Consigne → Transcrivez intégralement le texte sur l'action d'un conseiller technique du président Chirac en faveur de l'accès aux soins.

Texte du document →
- - - - - - -
Permettre l’accès aux soins. En septembre 2003, il est appelé au cabinet du président Jacques Chirac où, en tant que conseiller technique, il assiste le « sherpa » sur les questions multilatérales/G8 puis sur les affaires européennes. Lors de trois sommets successifs du G8, il s’investit dans le volet économique des négociations et particulièrement sur les questions de développement (lutte contre les pandémies, UnitAid, taxe sur les billets d’avion, etc.). Il convainc ainsi le président Chirac en 2005 de doubler à 300 millions d’euros la contribution française au Fonds Mondial, et s’active dans la mise en place des premiers financements innovants pour faire baisser radicalement le prix des traitements antirétroviraux, notamment pour les enfants. Cette contribution à la lutte contre le sida, la tuberculose et le paludisme est une de ses grandes fiertés, de par les résultats tangibles qui ont été obtenus. Un engagement éthique qu’il poursuit à titre bénévole, avec le soutien de la Fondation des Nations-unies et de la Fondation Bill & Melinda Gates, à la tête de l’association européenne des Amis du Fonds Mondial.
- - - - - - -
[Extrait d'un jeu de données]
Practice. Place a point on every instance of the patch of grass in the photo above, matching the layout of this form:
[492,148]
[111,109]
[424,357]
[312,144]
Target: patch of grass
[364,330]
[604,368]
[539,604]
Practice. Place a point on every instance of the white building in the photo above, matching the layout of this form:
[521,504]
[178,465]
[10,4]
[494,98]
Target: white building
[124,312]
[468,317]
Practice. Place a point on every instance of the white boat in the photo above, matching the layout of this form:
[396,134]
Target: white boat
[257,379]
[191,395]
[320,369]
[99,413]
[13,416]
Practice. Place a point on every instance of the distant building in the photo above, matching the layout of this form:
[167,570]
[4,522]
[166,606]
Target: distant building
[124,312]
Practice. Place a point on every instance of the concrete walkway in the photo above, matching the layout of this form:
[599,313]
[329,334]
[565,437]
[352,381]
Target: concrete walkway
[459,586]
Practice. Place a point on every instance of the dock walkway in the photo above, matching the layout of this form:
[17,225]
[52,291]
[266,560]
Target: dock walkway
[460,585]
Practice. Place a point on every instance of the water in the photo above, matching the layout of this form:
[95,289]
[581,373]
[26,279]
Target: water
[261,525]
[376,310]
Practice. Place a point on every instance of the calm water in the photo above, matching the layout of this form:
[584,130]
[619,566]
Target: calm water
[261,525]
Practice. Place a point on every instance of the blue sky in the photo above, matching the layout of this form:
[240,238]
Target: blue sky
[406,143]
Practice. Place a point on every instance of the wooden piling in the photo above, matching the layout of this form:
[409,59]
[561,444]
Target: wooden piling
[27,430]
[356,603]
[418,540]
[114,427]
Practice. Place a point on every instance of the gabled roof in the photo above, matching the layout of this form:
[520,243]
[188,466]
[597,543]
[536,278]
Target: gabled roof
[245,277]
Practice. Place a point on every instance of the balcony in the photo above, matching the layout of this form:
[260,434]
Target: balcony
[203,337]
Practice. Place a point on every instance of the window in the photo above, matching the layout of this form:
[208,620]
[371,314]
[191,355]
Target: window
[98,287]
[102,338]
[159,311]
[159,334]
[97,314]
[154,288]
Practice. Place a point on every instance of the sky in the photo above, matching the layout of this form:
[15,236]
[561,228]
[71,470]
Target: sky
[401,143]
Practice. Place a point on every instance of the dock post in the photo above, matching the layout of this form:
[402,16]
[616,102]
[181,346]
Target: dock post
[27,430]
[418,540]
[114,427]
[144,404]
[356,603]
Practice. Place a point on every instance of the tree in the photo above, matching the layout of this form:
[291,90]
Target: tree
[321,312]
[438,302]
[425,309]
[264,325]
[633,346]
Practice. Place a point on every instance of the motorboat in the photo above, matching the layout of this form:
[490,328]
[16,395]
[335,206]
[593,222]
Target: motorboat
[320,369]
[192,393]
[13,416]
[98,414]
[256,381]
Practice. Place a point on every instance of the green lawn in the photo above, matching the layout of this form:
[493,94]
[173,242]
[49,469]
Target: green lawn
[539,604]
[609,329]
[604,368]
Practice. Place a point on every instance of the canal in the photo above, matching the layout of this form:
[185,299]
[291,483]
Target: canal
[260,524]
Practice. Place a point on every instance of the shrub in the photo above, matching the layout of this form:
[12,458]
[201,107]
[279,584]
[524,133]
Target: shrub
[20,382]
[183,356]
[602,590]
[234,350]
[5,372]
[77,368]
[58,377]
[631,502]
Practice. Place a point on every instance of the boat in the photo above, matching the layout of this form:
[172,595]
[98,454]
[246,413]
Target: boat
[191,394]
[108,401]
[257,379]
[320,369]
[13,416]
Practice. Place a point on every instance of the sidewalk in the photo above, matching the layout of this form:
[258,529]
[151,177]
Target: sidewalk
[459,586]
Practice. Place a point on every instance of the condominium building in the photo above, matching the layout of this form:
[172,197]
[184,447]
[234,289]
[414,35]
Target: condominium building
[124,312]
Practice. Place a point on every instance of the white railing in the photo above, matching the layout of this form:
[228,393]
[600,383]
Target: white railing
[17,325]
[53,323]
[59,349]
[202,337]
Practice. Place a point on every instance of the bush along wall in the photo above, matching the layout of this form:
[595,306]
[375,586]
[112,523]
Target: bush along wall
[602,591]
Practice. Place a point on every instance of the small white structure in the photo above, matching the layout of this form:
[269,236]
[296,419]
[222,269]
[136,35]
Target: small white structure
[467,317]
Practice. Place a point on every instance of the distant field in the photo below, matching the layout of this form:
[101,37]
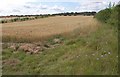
- - - - - - -
Résultat →
Permettre l’accès aux soins. En septembre 2003, il est appelé au cabinet du président Jacques Chirac où, en tant que conseiller technique, il assiste le « sherpa » sur les questions multilatérales/G8 puis sur les affaires européennes. Lors de trois sommets successifs du G8, il s’investit dans le volet économique des négociations et particulièrement sur les questions de développement (lutte contre les pandémies, UnitAid, taxe sur les billets d’avion, etc.). Il convainc ainsi le président Chirac en 2005 de doubler à 300 millions d’euros la contribution française au Fonds Mondial, et s’active dans la mise en place des premiers financements innovants pour faire baisser radicalement le prix des traitements antirétroviraux, notamment pour les enfants. Cette contribution à la lutte contre le sida, la tuberculose et le paludisme est une de ses grandes fiertés, de par les résultats tangibles qui ont été obtenus. Un engagement éthique qu’il poursuit à titre bénévole, avec le soutien de la Fondation des Nations-unies et de la Fondation Bill & Melinda Gates, à la tête de l’association européenne des Amis du Fonds Mondial.